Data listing
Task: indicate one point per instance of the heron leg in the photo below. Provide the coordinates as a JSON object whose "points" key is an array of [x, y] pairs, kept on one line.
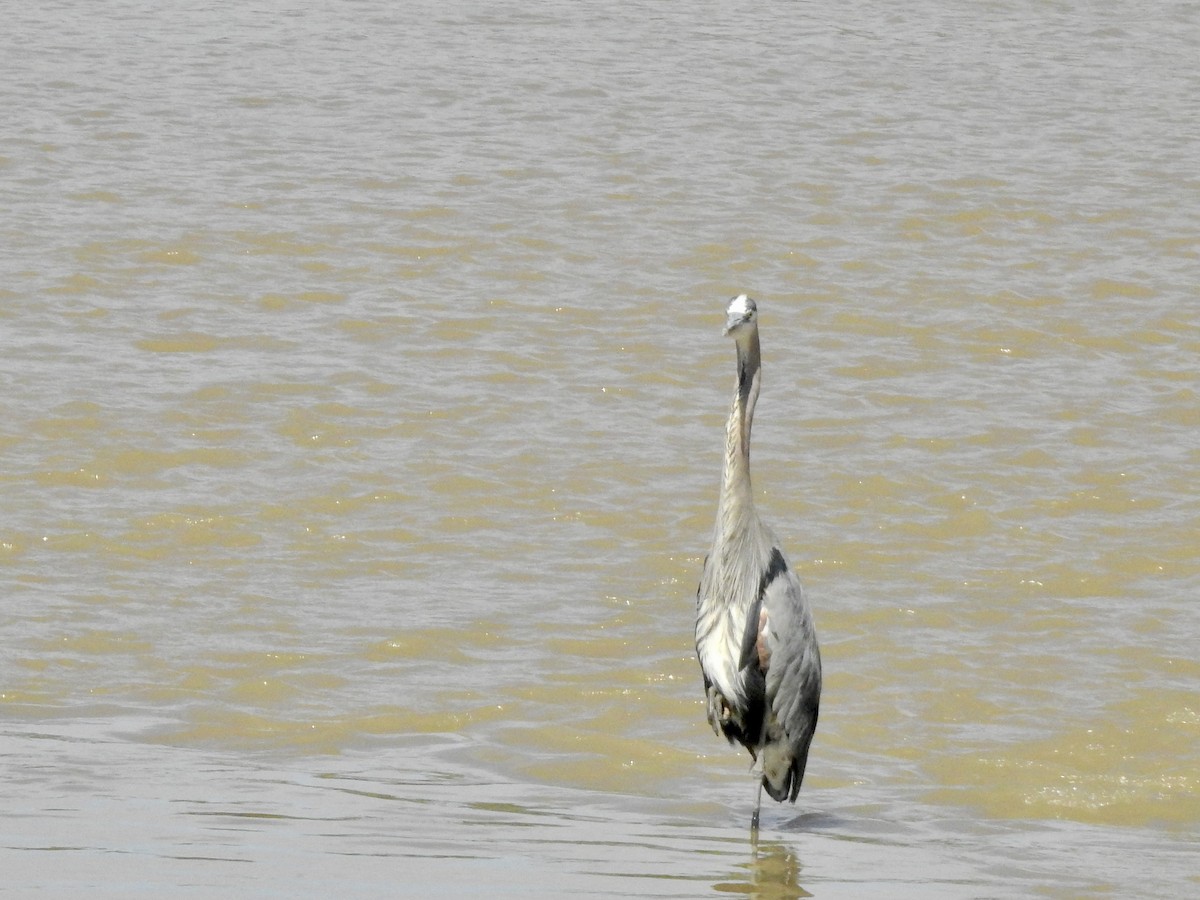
{"points": [[754, 819]]}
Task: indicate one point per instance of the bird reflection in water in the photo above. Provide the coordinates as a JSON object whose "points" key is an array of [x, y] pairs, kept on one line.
{"points": [[772, 874]]}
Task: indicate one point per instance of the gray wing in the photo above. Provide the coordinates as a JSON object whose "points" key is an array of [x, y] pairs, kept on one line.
{"points": [[793, 673]]}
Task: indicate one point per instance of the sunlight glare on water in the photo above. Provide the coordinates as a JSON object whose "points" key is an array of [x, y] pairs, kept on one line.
{"points": [[363, 407]]}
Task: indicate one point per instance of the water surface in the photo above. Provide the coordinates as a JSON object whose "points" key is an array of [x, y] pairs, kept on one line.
{"points": [[361, 429]]}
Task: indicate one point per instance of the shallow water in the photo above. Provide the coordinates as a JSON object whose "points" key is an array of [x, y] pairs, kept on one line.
{"points": [[361, 425]]}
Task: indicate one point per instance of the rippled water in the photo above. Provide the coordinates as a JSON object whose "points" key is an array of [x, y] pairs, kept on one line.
{"points": [[361, 429]]}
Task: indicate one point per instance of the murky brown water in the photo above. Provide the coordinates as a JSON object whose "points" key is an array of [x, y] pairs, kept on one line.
{"points": [[361, 427]]}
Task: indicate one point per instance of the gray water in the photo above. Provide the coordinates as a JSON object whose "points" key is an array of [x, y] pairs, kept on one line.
{"points": [[361, 419]]}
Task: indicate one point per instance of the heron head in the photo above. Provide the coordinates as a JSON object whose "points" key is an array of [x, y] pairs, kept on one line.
{"points": [[741, 312]]}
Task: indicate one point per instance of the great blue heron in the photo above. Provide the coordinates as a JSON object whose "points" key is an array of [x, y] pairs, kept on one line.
{"points": [[755, 637]]}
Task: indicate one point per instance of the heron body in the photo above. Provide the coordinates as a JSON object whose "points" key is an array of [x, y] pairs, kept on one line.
{"points": [[755, 636]]}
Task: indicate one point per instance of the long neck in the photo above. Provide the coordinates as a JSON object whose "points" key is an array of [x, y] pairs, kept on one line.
{"points": [[736, 495]]}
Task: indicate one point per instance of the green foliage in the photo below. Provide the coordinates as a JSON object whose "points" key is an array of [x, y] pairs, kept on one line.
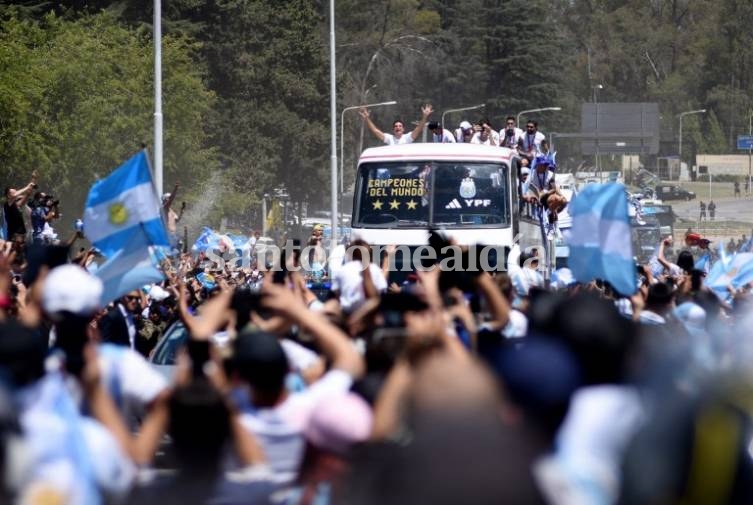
{"points": [[76, 100]]}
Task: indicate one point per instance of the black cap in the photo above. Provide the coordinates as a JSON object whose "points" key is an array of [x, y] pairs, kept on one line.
{"points": [[259, 359], [22, 353]]}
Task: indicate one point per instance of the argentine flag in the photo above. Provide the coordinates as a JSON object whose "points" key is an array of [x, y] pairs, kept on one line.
{"points": [[122, 204], [123, 219], [600, 238], [736, 271]]}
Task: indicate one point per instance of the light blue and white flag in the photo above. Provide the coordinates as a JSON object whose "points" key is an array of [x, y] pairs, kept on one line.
{"points": [[736, 271], [704, 262], [122, 204], [123, 219], [600, 239], [128, 269]]}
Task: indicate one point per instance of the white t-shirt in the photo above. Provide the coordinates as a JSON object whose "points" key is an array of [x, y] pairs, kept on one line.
{"points": [[349, 283], [511, 142], [491, 140], [299, 357], [517, 325], [280, 429], [532, 142], [124, 369], [390, 139], [446, 137], [541, 181]]}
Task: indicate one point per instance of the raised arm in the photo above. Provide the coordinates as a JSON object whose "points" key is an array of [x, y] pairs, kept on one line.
{"points": [[426, 111], [169, 201], [364, 112], [333, 342]]}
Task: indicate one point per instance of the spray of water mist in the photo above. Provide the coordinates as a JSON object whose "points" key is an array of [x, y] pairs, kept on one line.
{"points": [[197, 214]]}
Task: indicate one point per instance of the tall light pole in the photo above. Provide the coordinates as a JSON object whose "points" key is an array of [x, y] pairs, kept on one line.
{"points": [[473, 107], [342, 136], [542, 109], [750, 152], [333, 122], [158, 95], [595, 90], [679, 147]]}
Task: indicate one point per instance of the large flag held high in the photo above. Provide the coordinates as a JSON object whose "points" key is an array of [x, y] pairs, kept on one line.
{"points": [[600, 238], [123, 219]]}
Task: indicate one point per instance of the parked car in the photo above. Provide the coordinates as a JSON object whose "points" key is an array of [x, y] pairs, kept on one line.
{"points": [[671, 192], [162, 357]]}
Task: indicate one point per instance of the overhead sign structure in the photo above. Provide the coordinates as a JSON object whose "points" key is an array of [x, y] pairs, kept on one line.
{"points": [[745, 142]]}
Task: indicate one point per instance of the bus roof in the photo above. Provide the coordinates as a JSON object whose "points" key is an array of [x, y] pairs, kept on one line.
{"points": [[424, 151]]}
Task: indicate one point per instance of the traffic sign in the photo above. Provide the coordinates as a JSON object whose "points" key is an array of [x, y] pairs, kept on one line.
{"points": [[745, 142]]}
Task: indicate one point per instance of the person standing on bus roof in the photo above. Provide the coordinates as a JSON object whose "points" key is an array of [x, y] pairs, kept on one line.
{"points": [[531, 142], [440, 134], [487, 135], [510, 136], [398, 135]]}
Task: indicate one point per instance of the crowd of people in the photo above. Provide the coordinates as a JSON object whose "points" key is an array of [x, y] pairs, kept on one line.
{"points": [[449, 387]]}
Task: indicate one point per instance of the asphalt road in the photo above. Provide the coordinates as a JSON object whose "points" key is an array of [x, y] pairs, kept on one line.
{"points": [[727, 209]]}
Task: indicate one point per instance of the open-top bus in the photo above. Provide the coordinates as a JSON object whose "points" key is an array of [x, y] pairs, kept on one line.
{"points": [[469, 191]]}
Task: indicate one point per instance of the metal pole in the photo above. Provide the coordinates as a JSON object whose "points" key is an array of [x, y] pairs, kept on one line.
{"points": [[333, 122], [264, 215], [679, 148], [342, 136], [473, 107], [158, 96]]}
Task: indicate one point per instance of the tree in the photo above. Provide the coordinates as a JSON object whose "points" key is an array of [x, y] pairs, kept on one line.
{"points": [[76, 100]]}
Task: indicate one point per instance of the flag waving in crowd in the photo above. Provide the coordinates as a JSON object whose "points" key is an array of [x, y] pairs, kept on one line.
{"points": [[600, 239], [123, 219]]}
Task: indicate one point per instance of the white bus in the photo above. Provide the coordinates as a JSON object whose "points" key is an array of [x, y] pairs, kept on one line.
{"points": [[466, 190]]}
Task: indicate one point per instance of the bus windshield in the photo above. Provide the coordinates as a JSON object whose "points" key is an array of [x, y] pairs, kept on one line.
{"points": [[418, 194]]}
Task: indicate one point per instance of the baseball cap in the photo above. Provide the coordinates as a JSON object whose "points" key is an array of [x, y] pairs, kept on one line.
{"points": [[259, 359], [338, 422], [70, 288]]}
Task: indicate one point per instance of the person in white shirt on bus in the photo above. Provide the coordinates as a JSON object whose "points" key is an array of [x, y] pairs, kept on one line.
{"points": [[486, 136], [398, 135], [464, 133], [531, 141], [510, 136], [440, 134]]}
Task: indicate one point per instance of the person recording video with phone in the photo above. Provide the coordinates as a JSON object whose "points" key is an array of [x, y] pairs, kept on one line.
{"points": [[44, 211]]}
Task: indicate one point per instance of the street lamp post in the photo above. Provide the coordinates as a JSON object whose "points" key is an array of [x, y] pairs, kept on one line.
{"points": [[333, 122], [473, 107], [750, 152], [342, 136], [158, 96], [679, 147], [542, 109], [596, 130]]}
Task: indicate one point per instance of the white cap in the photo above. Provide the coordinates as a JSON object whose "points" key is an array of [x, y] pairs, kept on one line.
{"points": [[72, 289], [157, 294]]}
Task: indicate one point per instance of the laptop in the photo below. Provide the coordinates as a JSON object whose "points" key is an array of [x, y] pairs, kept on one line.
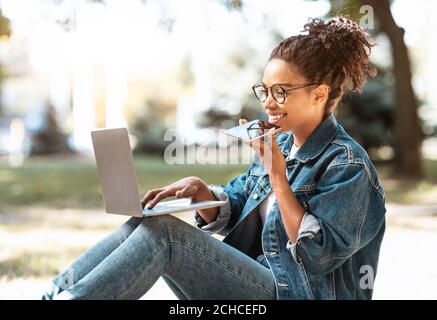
{"points": [[119, 181]]}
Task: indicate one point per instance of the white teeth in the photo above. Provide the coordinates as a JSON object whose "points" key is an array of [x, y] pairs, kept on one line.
{"points": [[277, 117]]}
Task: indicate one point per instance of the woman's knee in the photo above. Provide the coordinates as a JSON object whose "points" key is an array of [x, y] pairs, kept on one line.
{"points": [[161, 226]]}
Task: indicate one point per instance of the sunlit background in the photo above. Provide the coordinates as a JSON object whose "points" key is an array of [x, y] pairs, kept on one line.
{"points": [[67, 67]]}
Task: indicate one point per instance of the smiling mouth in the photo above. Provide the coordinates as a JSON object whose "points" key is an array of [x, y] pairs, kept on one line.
{"points": [[274, 119]]}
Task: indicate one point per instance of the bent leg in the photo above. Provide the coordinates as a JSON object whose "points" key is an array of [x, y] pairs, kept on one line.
{"points": [[91, 258], [200, 266]]}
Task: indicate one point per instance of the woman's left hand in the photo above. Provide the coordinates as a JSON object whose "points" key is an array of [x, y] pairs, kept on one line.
{"points": [[270, 154]]}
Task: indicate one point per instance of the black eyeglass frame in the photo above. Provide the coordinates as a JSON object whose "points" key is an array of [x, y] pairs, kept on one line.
{"points": [[279, 85]]}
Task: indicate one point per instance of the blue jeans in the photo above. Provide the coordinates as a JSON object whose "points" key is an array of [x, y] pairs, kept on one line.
{"points": [[127, 263]]}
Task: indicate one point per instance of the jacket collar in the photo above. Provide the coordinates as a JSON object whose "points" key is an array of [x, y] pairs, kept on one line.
{"points": [[316, 142]]}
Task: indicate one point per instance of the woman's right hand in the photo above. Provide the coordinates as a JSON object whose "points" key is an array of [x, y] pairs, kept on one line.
{"points": [[189, 187]]}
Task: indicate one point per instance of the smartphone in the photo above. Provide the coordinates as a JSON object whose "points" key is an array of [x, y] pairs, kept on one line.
{"points": [[250, 131]]}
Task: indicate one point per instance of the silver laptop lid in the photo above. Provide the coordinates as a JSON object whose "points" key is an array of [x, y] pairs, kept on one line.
{"points": [[116, 171]]}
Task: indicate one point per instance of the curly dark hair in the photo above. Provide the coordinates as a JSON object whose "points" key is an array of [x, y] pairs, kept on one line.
{"points": [[334, 52]]}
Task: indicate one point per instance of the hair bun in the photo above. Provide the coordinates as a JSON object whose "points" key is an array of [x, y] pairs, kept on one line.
{"points": [[347, 43]]}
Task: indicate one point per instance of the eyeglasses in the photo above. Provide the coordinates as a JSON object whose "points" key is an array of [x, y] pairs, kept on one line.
{"points": [[279, 94], [258, 128]]}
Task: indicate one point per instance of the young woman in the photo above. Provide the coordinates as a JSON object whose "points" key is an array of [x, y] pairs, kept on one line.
{"points": [[304, 223]]}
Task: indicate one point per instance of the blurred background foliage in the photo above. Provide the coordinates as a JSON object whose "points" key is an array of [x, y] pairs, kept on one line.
{"points": [[188, 67]]}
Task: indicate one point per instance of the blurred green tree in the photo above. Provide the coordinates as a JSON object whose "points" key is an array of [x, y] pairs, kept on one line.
{"points": [[5, 31], [407, 133]]}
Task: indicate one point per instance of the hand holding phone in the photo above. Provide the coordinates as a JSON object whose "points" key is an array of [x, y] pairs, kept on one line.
{"points": [[251, 130]]}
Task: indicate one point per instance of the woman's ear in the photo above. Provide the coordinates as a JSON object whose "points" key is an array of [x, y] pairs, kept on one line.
{"points": [[320, 94]]}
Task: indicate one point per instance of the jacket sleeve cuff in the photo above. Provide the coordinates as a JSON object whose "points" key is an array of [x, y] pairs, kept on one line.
{"points": [[222, 218], [309, 226]]}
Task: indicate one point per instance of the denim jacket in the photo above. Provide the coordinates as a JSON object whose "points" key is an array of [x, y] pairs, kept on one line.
{"points": [[338, 243]]}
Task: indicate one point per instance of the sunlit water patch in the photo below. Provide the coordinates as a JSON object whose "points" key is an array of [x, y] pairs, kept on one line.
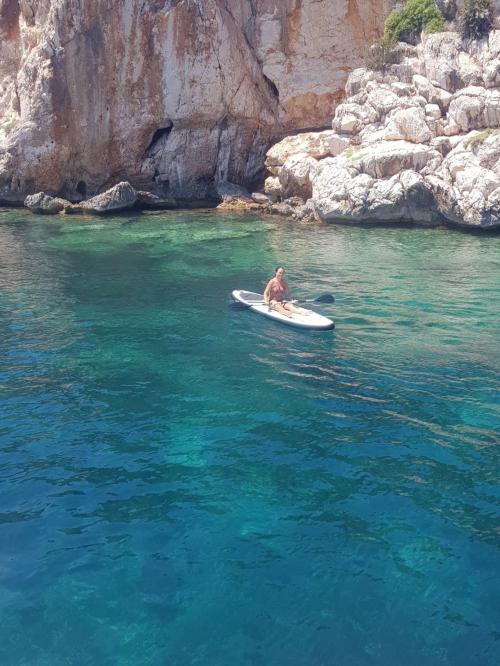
{"points": [[183, 483]]}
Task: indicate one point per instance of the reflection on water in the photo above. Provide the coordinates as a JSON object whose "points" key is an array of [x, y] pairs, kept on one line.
{"points": [[184, 483]]}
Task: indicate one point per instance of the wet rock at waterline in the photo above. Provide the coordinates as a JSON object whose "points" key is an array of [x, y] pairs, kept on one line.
{"points": [[424, 148]]}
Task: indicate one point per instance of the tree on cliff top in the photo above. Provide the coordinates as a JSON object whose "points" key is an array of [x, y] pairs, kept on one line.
{"points": [[476, 18], [408, 23]]}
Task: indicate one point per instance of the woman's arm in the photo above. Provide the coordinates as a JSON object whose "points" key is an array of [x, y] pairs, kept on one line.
{"points": [[287, 290], [266, 292]]}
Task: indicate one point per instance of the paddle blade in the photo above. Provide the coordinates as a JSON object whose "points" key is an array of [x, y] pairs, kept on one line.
{"points": [[236, 305], [325, 298]]}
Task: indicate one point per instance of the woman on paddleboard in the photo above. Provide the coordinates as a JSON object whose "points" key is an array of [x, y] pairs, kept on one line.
{"points": [[275, 292]]}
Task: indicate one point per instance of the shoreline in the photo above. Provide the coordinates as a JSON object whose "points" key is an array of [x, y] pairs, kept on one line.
{"points": [[238, 211]]}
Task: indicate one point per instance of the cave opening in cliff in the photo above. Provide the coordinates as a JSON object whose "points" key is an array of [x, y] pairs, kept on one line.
{"points": [[161, 134], [272, 87], [81, 188]]}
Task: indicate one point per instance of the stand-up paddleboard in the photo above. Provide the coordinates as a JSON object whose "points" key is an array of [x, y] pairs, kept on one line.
{"points": [[255, 302]]}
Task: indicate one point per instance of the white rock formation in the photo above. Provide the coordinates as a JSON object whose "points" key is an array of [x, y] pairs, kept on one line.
{"points": [[173, 95], [425, 149]]}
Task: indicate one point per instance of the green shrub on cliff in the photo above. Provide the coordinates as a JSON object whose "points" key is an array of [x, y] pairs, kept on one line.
{"points": [[407, 24], [380, 55], [476, 18]]}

Request: Only those lines running from the one containing "Task: indicate one point per instance of the woman on" through the last line of the data above are to be copied, exactly, with both ends included.

Exercise solution:
Task: indicate one point per instance of the woman on paddleboard in the photo above. Provide the coordinates as a JSON object whose "points" key is an array of [x, y] pairs, kept on one line.
{"points": [[275, 292]]}
Task: indicate one point per instance of the shoreline in the photo above. Provide the coordinates as a JSON object whose "points" key is an array of [x, y] pairs, kept on one line.
{"points": [[238, 211]]}
Task: indicate one point per instance of the cave opening in cliff in the photo above. Provide the coordinates as a JSON object whose "points" key is an array of [x, y] pairs, kept on one line.
{"points": [[161, 134], [272, 87], [81, 188]]}
Task: indicate one point per instance of the stand-up paddleboard in the photo above. Provide the coordinates as a JSON object whose "points" key is an array of [x, y] pairs, kept on one line.
{"points": [[255, 302]]}
Task: indicate one point per instance of the white rock formation in the photo above. Provide the coordinates as a JSON object whose "points" key is an array of [x, y] pairs, kept on one line.
{"points": [[173, 95], [425, 149]]}
Task: indicate one point per instance of the green shrub on cliff in the photo above. Provide the coordinates as a JSON object whose "points" key is an array of [x, y] pairs, kept on one line.
{"points": [[407, 24], [380, 55], [476, 18]]}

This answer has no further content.